- [Work to be completed]
Without including any pictures, write out all the entries exactly.

::::

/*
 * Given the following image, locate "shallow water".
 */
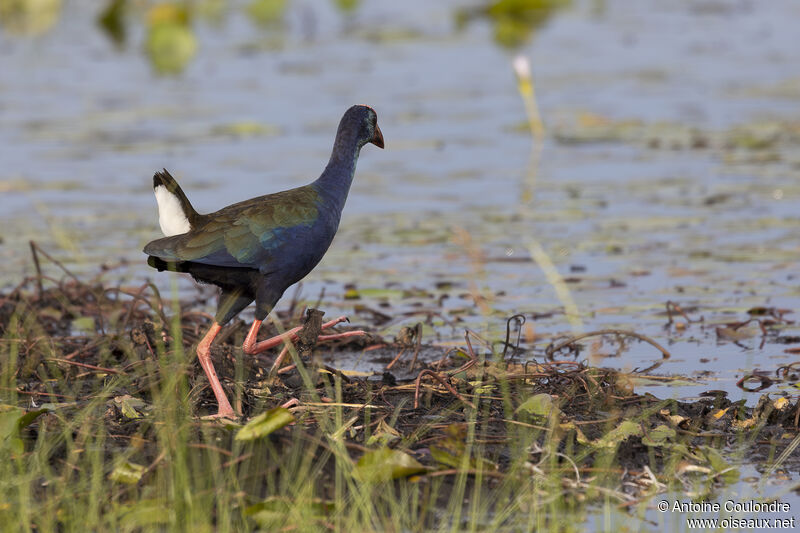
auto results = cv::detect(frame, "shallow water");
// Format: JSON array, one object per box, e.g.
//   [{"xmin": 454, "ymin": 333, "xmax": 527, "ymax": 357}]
[{"xmin": 0, "ymin": 0, "xmax": 800, "ymax": 520}]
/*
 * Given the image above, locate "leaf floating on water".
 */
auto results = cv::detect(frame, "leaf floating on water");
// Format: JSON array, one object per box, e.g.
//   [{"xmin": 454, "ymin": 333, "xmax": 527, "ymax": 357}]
[
  {"xmin": 517, "ymin": 393, "xmax": 561, "ymax": 419},
  {"xmin": 72, "ymin": 316, "xmax": 95, "ymax": 333},
  {"xmin": 367, "ymin": 420, "xmax": 402, "ymax": 446},
  {"xmin": 588, "ymin": 420, "xmax": 642, "ymax": 448},
  {"xmin": 235, "ymin": 407, "xmax": 295, "ymax": 441},
  {"xmin": 0, "ymin": 404, "xmax": 49, "ymax": 454},
  {"xmin": 108, "ymin": 461, "xmax": 147, "ymax": 485},
  {"xmin": 145, "ymin": 3, "xmax": 197, "ymax": 74},
  {"xmin": 354, "ymin": 446, "xmax": 426, "ymax": 483},
  {"xmin": 114, "ymin": 394, "xmax": 147, "ymax": 419},
  {"xmin": 642, "ymin": 424, "xmax": 678, "ymax": 446},
  {"xmin": 247, "ymin": 0, "xmax": 286, "ymax": 26},
  {"xmin": 211, "ymin": 120, "xmax": 279, "ymax": 138}
]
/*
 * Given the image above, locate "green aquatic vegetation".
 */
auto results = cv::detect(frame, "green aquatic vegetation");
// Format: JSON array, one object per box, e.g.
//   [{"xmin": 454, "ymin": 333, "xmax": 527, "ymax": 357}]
[
  {"xmin": 145, "ymin": 3, "xmax": 197, "ymax": 74},
  {"xmin": 455, "ymin": 0, "xmax": 572, "ymax": 49}
]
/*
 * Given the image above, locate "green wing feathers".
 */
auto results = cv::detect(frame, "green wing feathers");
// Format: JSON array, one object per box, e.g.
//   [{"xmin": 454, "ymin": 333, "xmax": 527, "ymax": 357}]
[{"xmin": 144, "ymin": 186, "xmax": 319, "ymax": 268}]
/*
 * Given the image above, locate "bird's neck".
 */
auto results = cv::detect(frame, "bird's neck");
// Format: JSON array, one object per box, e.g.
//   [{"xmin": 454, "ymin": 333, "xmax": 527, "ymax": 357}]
[{"xmin": 314, "ymin": 135, "xmax": 361, "ymax": 211}]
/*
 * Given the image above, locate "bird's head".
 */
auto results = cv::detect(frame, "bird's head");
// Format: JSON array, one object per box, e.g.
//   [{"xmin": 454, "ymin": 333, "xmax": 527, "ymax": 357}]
[{"xmin": 339, "ymin": 105, "xmax": 383, "ymax": 148}]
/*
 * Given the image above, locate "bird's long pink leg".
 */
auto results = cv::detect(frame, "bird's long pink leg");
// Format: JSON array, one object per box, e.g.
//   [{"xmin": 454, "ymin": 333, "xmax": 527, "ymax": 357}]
[
  {"xmin": 242, "ymin": 316, "xmax": 366, "ymax": 355},
  {"xmin": 197, "ymin": 322, "xmax": 235, "ymax": 418}
]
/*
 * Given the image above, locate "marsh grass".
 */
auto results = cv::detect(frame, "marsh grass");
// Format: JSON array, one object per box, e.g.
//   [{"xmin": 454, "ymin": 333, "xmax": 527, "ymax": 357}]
[{"xmin": 0, "ymin": 272, "xmax": 794, "ymax": 531}]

::::

- [Response]
/*
 * Given the following image, locate "shallow water".
 */
auto results = cv::detect(frame, "shallow water");
// Format: JSON array, one object per box, e.g.
//   [{"xmin": 454, "ymin": 333, "xmax": 527, "ymax": 357}]
[{"xmin": 0, "ymin": 0, "xmax": 800, "ymax": 520}]
/*
 * Given the image above, locate "leaf floating on water".
 */
auto results = cv::detect(frame, "leaf floating on water");
// Format: JSON array, one object per box, e.g.
//   [{"xmin": 454, "ymin": 333, "xmax": 527, "ymax": 357}]
[
  {"xmin": 517, "ymin": 393, "xmax": 561, "ymax": 419},
  {"xmin": 72, "ymin": 316, "xmax": 95, "ymax": 333},
  {"xmin": 367, "ymin": 420, "xmax": 402, "ymax": 446},
  {"xmin": 588, "ymin": 420, "xmax": 642, "ymax": 448},
  {"xmin": 235, "ymin": 407, "xmax": 295, "ymax": 441},
  {"xmin": 0, "ymin": 404, "xmax": 49, "ymax": 454},
  {"xmin": 108, "ymin": 461, "xmax": 147, "ymax": 485},
  {"xmin": 145, "ymin": 3, "xmax": 197, "ymax": 74},
  {"xmin": 354, "ymin": 446, "xmax": 426, "ymax": 483},
  {"xmin": 114, "ymin": 394, "xmax": 147, "ymax": 419},
  {"xmin": 642, "ymin": 424, "xmax": 678, "ymax": 446},
  {"xmin": 247, "ymin": 0, "xmax": 286, "ymax": 26},
  {"xmin": 211, "ymin": 120, "xmax": 279, "ymax": 138}
]
/*
 * Given the image above, locate "green aquatic vegetation".
 */
auto results = cv::detect(frame, "green aquatic vegetation");
// Format: JSON array, one object per box, e.g.
//   [{"xmin": 454, "ymin": 333, "xmax": 527, "ymax": 357}]
[
  {"xmin": 145, "ymin": 3, "xmax": 197, "ymax": 74},
  {"xmin": 455, "ymin": 0, "xmax": 572, "ymax": 49}
]
/*
 * Given the image above, locate "green wing feathers".
 */
auto results = cv::detect(frame, "green wing feathers");
// Format: JSON array, one object per box, e.g.
//   [{"xmin": 454, "ymin": 333, "xmax": 527, "ymax": 357}]
[{"xmin": 144, "ymin": 186, "xmax": 319, "ymax": 268}]
/*
 * Given the image above, locate "bird's neck".
 */
auto results = cv::detect(frame, "bird's neck");
// Format: JSON array, one object per box, e.g.
//   [{"xmin": 454, "ymin": 333, "xmax": 527, "ymax": 357}]
[{"xmin": 314, "ymin": 135, "xmax": 361, "ymax": 211}]
/*
 * Given the image above, locate "bird's head".
 */
auto results = cv::detect(frame, "bird's head");
// Format: JSON array, one object per box, e.g.
//   [{"xmin": 454, "ymin": 333, "xmax": 527, "ymax": 357}]
[{"xmin": 339, "ymin": 105, "xmax": 383, "ymax": 148}]
/*
 * Given the image above, locate "bird's long pink leg".
 */
auto results = cv::detect(frame, "bird's long pink leg");
// Format: JSON array, one object per box, e.g.
//   [{"xmin": 454, "ymin": 333, "xmax": 527, "ymax": 357}]
[
  {"xmin": 242, "ymin": 316, "xmax": 366, "ymax": 355},
  {"xmin": 197, "ymin": 322, "xmax": 235, "ymax": 418}
]
/*
 * Given the image above, locate "marsh grass".
 */
auto results = cv::detect(frame, "marsh grass");
// Format: JSON array, one object per box, e.g.
//   [{"xmin": 454, "ymin": 333, "xmax": 527, "ymax": 357}]
[{"xmin": 0, "ymin": 272, "xmax": 794, "ymax": 531}]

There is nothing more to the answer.